| Provided records |
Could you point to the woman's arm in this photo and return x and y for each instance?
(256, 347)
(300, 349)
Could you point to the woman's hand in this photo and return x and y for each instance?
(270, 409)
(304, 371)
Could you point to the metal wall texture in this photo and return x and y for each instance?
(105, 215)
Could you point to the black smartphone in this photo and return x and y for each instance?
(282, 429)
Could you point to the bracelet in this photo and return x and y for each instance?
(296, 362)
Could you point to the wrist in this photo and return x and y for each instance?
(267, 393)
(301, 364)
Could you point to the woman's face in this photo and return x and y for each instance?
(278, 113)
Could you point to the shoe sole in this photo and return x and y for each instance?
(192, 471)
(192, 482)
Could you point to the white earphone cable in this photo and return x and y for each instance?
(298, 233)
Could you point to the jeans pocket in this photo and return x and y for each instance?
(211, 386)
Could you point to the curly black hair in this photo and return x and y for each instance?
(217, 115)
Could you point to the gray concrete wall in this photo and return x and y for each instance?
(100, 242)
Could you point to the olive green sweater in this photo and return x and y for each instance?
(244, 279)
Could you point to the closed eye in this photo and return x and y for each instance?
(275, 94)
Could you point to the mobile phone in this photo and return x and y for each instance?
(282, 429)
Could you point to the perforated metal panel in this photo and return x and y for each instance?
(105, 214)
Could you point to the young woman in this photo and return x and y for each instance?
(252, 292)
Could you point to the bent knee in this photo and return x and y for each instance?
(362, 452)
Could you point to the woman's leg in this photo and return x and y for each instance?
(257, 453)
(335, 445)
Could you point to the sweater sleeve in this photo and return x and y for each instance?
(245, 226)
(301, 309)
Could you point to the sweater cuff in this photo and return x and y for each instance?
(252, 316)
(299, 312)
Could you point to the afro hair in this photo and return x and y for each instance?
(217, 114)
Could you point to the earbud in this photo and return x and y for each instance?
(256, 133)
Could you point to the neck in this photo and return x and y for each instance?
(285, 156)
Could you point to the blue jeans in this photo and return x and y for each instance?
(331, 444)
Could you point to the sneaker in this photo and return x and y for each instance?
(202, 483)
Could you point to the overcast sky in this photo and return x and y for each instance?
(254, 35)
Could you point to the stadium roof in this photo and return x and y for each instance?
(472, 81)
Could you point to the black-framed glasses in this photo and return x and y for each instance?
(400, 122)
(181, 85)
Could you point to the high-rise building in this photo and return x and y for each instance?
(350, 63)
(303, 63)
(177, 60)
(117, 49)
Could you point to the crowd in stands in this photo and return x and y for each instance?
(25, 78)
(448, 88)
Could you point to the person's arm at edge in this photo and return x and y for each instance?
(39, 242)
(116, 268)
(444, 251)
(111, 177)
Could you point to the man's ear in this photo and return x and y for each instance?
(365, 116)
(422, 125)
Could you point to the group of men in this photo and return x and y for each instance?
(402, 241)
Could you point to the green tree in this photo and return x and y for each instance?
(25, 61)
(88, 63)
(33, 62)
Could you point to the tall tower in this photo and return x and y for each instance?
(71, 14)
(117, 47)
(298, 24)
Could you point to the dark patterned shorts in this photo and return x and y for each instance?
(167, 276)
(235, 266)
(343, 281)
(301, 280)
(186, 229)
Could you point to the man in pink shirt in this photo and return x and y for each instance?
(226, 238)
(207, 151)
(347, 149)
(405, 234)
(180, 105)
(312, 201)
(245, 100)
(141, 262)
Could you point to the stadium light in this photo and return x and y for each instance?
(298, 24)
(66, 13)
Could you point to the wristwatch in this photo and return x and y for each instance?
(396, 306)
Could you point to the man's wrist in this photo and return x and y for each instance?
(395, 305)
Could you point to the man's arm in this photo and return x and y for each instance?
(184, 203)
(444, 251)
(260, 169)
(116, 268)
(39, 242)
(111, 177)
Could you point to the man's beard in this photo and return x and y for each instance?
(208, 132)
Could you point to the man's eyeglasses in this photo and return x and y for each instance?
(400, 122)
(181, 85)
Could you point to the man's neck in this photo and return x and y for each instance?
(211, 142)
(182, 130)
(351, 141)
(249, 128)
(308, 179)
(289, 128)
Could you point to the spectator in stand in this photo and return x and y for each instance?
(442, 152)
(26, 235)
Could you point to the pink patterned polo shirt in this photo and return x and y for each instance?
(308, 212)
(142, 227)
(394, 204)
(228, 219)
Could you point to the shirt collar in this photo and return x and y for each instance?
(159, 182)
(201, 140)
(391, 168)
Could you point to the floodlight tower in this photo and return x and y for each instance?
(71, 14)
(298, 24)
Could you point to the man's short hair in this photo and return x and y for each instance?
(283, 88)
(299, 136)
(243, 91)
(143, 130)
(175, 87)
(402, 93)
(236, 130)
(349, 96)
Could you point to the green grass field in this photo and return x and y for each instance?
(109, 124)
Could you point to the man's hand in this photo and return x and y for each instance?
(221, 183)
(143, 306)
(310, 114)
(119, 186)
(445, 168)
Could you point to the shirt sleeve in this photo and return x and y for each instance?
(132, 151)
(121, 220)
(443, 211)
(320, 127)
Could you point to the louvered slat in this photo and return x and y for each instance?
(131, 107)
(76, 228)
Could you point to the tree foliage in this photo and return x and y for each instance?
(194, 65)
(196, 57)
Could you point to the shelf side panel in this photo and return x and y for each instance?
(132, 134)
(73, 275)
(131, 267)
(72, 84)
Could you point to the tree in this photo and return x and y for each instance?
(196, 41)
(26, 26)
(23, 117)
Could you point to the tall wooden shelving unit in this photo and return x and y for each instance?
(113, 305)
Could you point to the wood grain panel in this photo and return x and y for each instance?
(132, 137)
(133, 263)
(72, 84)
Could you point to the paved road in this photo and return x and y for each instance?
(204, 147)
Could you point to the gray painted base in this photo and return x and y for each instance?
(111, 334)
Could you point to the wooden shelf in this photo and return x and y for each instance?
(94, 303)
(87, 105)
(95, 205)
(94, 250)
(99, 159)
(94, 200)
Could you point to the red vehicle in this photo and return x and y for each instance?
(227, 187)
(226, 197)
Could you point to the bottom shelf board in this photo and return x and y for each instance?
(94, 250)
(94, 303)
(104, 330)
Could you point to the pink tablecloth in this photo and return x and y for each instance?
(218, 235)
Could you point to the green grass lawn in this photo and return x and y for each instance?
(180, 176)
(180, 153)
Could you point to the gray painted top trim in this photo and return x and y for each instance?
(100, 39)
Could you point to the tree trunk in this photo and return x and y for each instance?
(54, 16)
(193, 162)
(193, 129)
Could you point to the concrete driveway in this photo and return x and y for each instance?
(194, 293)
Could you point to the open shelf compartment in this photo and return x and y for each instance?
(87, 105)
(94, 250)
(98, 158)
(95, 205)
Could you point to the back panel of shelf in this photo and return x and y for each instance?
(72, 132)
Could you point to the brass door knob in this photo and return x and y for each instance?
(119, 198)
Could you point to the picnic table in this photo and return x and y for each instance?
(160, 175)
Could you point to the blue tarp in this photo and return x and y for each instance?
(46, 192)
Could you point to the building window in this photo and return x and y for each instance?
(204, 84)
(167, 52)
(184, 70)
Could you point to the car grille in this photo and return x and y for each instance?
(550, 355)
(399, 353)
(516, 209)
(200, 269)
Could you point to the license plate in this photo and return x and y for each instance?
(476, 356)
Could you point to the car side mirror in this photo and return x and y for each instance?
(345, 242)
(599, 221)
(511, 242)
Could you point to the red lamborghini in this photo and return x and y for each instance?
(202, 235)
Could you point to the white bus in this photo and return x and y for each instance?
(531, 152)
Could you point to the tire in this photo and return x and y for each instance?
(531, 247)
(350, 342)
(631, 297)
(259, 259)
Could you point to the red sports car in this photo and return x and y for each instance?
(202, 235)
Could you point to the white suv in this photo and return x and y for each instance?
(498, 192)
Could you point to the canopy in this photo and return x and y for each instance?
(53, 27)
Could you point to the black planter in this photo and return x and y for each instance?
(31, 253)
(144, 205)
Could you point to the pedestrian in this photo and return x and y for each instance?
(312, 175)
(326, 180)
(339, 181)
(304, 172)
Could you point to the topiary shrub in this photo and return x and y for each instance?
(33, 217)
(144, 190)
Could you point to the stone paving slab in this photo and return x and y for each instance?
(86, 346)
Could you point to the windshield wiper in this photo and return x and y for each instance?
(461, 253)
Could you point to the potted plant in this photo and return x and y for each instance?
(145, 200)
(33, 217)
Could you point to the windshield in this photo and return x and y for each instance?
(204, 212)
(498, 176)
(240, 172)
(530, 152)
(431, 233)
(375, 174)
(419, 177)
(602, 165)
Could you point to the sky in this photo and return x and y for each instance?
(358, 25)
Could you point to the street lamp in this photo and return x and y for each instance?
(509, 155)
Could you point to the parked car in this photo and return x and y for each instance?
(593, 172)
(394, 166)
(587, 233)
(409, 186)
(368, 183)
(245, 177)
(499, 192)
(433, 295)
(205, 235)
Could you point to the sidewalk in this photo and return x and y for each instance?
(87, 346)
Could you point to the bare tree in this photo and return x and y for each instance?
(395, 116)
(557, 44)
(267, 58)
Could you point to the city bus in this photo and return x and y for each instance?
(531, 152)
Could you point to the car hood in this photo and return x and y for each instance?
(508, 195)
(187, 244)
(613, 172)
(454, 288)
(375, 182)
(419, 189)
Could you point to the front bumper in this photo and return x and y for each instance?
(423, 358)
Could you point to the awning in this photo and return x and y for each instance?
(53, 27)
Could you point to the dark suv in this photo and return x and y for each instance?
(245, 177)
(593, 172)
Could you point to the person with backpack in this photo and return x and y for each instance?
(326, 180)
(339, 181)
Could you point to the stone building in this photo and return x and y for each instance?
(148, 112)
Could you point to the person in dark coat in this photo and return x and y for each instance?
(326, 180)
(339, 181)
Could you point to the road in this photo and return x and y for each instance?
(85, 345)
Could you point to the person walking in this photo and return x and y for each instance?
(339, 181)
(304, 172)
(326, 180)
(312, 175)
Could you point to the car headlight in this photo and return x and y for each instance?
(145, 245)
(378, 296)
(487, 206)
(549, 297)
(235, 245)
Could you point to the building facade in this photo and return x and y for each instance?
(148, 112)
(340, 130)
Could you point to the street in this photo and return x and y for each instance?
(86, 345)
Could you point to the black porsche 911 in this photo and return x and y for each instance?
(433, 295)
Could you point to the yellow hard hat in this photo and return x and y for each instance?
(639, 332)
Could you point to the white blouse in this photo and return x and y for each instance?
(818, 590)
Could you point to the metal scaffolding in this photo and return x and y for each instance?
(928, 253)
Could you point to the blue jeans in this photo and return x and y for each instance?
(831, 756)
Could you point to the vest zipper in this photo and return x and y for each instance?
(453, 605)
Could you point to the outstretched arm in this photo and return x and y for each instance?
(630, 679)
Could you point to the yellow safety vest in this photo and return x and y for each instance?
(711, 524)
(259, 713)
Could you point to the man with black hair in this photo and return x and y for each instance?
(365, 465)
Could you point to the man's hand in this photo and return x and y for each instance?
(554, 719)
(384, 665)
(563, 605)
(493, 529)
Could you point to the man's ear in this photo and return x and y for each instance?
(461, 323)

| What to do |
Write out again, unchanged, every line from the line containing "Could you point to the white blouse" to the final line of the material above.

| Correct output |
Could you point to the white blouse in this photo and return x and y for each instance?
(818, 590)
Could you point to the metal scaffolding in this photo and return x and y for each instance?
(928, 253)
Could you point to the blue jeans in this photo and return x and y for each instance?
(831, 756)
Could you point to the vest zipper in this photo and return x and y for each instance?
(453, 605)
Could you point to the outstretched arm in this photo and return x and y for each instance?
(630, 679)
Could you point to the yellow safety vest in this photo and return x and y for each instance?
(711, 524)
(259, 713)
Could you point to the man with black hair in this photo and return x and y for each instance?
(365, 465)
Could you point to the man's hand in this photo and return x and y for each instance?
(554, 719)
(384, 665)
(563, 605)
(493, 529)
Could you point to the man's ear in this photo and return x and y for each instance?
(461, 323)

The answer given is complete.